■ **Information given**
------------

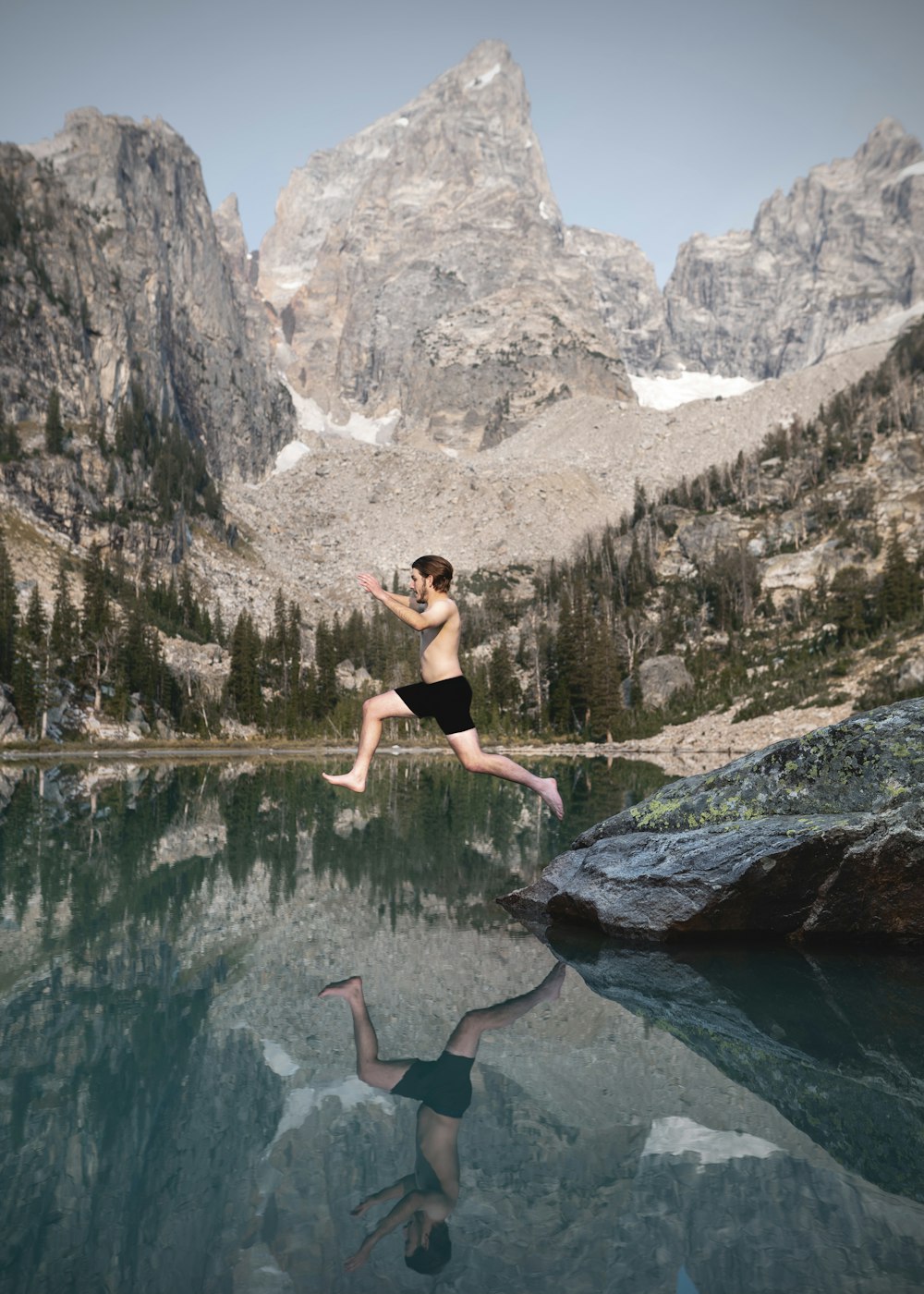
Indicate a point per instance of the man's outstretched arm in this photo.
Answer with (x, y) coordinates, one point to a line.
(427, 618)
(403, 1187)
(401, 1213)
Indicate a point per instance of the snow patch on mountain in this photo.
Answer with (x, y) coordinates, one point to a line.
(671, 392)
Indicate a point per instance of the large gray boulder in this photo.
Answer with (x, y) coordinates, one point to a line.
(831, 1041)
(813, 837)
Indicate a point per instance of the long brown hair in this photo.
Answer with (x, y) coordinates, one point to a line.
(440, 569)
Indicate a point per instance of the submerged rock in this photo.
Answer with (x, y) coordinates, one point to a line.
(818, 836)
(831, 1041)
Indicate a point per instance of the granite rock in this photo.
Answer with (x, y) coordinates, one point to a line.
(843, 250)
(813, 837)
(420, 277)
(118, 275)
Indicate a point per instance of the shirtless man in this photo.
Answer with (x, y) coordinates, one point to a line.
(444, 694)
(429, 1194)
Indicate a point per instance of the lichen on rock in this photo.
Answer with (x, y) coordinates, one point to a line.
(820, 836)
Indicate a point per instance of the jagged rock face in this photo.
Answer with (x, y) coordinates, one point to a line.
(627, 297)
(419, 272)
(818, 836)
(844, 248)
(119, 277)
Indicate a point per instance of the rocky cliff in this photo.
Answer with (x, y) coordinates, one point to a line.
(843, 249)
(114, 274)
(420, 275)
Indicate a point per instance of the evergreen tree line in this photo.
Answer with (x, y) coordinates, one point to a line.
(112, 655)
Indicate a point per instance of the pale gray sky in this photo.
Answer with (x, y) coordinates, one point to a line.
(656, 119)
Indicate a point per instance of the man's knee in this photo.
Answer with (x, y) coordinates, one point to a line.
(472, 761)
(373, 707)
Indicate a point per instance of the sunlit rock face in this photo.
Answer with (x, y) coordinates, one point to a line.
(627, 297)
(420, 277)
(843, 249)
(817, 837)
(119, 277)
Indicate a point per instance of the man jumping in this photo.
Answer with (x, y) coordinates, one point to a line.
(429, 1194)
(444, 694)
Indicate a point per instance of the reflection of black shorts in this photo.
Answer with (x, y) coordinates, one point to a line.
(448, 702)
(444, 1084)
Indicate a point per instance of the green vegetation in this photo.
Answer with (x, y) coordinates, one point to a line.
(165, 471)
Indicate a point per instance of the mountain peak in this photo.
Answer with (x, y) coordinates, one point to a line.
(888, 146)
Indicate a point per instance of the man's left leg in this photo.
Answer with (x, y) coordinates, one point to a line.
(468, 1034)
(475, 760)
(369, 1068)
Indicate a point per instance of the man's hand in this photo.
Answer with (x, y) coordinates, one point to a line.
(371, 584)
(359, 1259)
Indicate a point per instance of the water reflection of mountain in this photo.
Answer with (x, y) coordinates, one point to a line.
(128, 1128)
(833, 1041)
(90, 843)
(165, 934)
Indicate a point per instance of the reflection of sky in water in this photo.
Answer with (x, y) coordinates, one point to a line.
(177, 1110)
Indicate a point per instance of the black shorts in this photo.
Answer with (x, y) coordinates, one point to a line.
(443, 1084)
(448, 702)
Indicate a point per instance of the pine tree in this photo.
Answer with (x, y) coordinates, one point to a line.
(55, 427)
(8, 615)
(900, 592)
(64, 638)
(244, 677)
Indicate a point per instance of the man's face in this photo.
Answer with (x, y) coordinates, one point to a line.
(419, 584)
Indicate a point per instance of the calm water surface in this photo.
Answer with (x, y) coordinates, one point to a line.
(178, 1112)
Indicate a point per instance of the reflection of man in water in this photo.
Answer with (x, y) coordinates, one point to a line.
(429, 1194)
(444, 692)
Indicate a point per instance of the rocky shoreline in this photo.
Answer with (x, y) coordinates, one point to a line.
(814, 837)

------------

■ **Task**
Arrange every line of the records above as a numbered list, dropping any blank lines and leaving the pictures out.

■ **Written solution**
1. Indicate a point per instance of the man's outstretched arm in this photo.
2. Answer with (x, y) coordinates, one point to a line.
3. (427, 618)
4. (403, 1187)
5. (401, 1213)
6. Indicate a point per instance of the snow patch on mountain in this photo.
7. Answer with (x, y) coordinates, one point to a line.
8. (671, 392)
9. Indicate a point per instance of the large gray boulder in this photo.
10. Answer with (x, y) coordinates, one point to a line.
11. (831, 1041)
12. (813, 837)
13. Indicate a point per instance of the long brown hair in this photo.
14. Answer with (x, y) coordinates, one point to a line.
15. (440, 569)
16. Indicate a point per instance of the submerged rock in this photo.
17. Answer with (x, y) coordinates, one point to a line.
18. (818, 836)
19. (831, 1041)
20. Indicate a point per instance of the granite rock in this photo.
21. Answer with (x, y) coordinates, one point to a line.
22. (843, 250)
23. (813, 837)
24. (420, 277)
25. (118, 275)
26. Indicate a point per instance of the shirtless man in this photo.
27. Answer with (x, y) coordinates, one point to a line.
28. (444, 694)
29. (429, 1194)
30. Indicate a point per instance of the lichen on rock in this photo.
31. Answer with (x, y) coordinates, one point to a line.
32. (820, 836)
33. Indicate a point per instance of the jagged rock face in this photo.
34. Answer with (x, y) coordinates, one point to a line.
35. (627, 297)
36. (419, 272)
37. (818, 836)
38. (844, 248)
39. (119, 277)
40. Indicate a point per instance of the rocky cliff in this photo.
41. Answer with (x, y) coordinates, one point to a line.
42. (843, 249)
43. (114, 274)
44. (420, 275)
45. Indicate a point per instance of the evergreen tree line in this photo.
46. Answer with (x, y) coordinates, one point to a line.
47. (112, 655)
48. Indicate a point per instance of the pale gray sky in this photo.
49. Answer with (x, y) coordinates, one point to a line.
50. (656, 119)
51. Indicate a point per instance of the man's knee in this photo.
52. Answer with (x, y) coordinates, one point to a line.
53. (472, 761)
54. (373, 707)
55. Indicate a point per instance of the sunlit rock face in this photo.
56. Answer with (x, y) coordinates, one point to a line.
57. (627, 297)
58. (420, 277)
59. (843, 249)
60. (817, 837)
61. (119, 277)
62. Indicate a point per instance of the man jumping in this photo.
63. Answer with (x, y) coordinates, one point to a line.
64. (429, 1194)
65. (444, 694)
66. Indicate a point per instance of the reflection of black shorts in this photo.
67. Answer with (x, y) coordinates, one point to a line.
68. (448, 702)
69. (444, 1084)
70. Indicate a point per instance of the green vegetation in this photo.
71. Answer with (x, y) coordinates, one point to a line.
72. (165, 471)
73. Indicate a point per instance of the mountain peak in this photo.
74. Answer with (x, y) coordinates, one point to a line.
75. (888, 146)
76. Indicate a point per instance of the man's left leg in this photo.
77. Answer with (x, y) coordinates, one point to a line.
78. (468, 1034)
79. (475, 760)
80. (369, 1068)
81. Indicate a point per instance of the man's hand in this photo.
82. Answer with (x, y) coordinates, one point to a line.
83. (371, 584)
84. (359, 1259)
85. Indicate a point per instance of the water reflection of mountain in this photo.
86. Answer with (x, y) coordinates, one point to a line.
87. (128, 1128)
88. (833, 1041)
89. (90, 843)
90. (165, 934)
91. Indicate a point per instance of the reflection of sky in water in this photo.
92. Answer with (x, y) coordinates, one point to a line.
93. (177, 1110)
94. Indicate a point per instance of the black shorts in this photo.
95. Answer with (x, y) coordinates, one point to a line.
96. (443, 1084)
97. (448, 702)
98. Indicate a point per instance of the pine tree in this photo.
99. Answer with (x, y) coordinates, one point to a line.
100. (55, 427)
101. (8, 615)
102. (900, 592)
103. (64, 638)
104. (244, 677)
105. Indicate a point per instance of the man's face in this photo.
106. Answer with (x, y) coordinates, one point to a line.
107. (419, 584)
108. Indicate a point per instance of the calm water surface in this photo.
109. Answer with (x, y) coordinates, one point to a line.
110. (178, 1112)
111. Indicate a point per instance of the reflection of man in water in this photo.
112. Answer with (x, y) coordinates, one point to a line.
113. (429, 1194)
114. (444, 692)
115. Indicate a point per instance of the rocky shoreline in this photo.
116. Answer with (x, y) coordinates, one point to a line.
117. (814, 837)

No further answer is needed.